══ Supplied entries ══

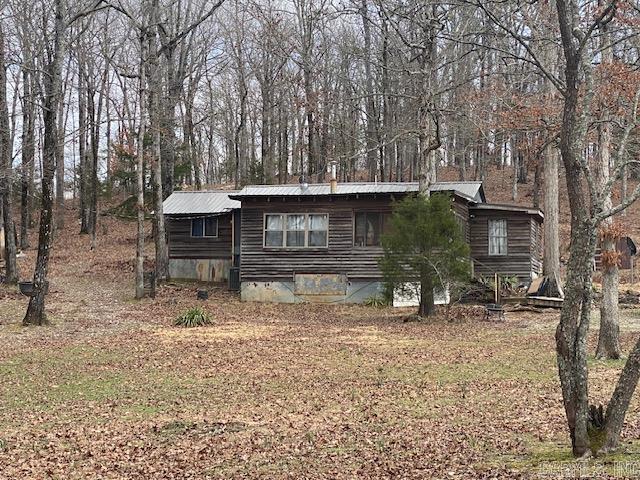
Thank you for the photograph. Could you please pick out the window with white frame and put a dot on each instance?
(497, 237)
(296, 230)
(204, 227)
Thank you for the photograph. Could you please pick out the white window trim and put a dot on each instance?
(284, 231)
(204, 230)
(506, 236)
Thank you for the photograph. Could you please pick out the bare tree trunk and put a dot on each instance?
(551, 259)
(85, 174)
(155, 89)
(609, 335)
(140, 169)
(60, 169)
(28, 150)
(6, 173)
(35, 314)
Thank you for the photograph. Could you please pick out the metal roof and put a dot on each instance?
(470, 190)
(199, 202)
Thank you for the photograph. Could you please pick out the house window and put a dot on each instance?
(296, 230)
(497, 237)
(369, 227)
(204, 227)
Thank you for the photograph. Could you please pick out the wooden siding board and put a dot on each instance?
(521, 255)
(341, 256)
(183, 245)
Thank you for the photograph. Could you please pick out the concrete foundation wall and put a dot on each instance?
(203, 270)
(285, 292)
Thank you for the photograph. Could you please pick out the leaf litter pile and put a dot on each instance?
(112, 390)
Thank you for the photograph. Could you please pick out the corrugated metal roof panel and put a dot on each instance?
(470, 190)
(199, 202)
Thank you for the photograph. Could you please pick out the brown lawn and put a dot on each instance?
(112, 390)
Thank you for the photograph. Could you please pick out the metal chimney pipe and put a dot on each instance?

═══

» **The problem**: Word for word, restate all of the data, but do not copy the pictures.

» **Problem solution**:
Thank you for the photograph. Could you please pick out the window with white frame and put a dot on each instance?
(497, 237)
(296, 230)
(204, 227)
Thank you for the photograph. Could you please pick out the white window trim and put a dot on each instance?
(284, 231)
(204, 230)
(506, 236)
Thank you for the photograph. Could you please pick out the bare tree trunk and put a dot on each instance?
(551, 259)
(85, 174)
(155, 89)
(609, 335)
(140, 169)
(60, 169)
(28, 150)
(6, 173)
(35, 314)
Thank you for the photograph. Could you please pick out the metal roof and put a dot on each instance?
(470, 190)
(199, 202)
Thank you for the photograph. Could you please pick out the house window and put a dot on each instance?
(296, 230)
(497, 237)
(369, 227)
(204, 227)
Thank you for the photograph. Could you please pick out the wooden siding board and put a dot on each instance?
(521, 255)
(341, 256)
(183, 245)
Thank you for the photograph. Could you please pick out the concrete foundation wall and put a dot on each instance?
(203, 270)
(285, 292)
Thank you for the photograph. Could you please pick out the leaf litter pile and put a dot on each instance?
(112, 390)
Thank you for the photograph. Could you please pick out the corrugated metal roof panel and put a dot on each instance?
(470, 190)
(199, 202)
Thank you for the photograph. Could you please pick out the brown lawn and put a dot on each instance?
(112, 390)
Thank you for the photograph. Could you please pick out the metal chimney pipe and put a dot on each instance?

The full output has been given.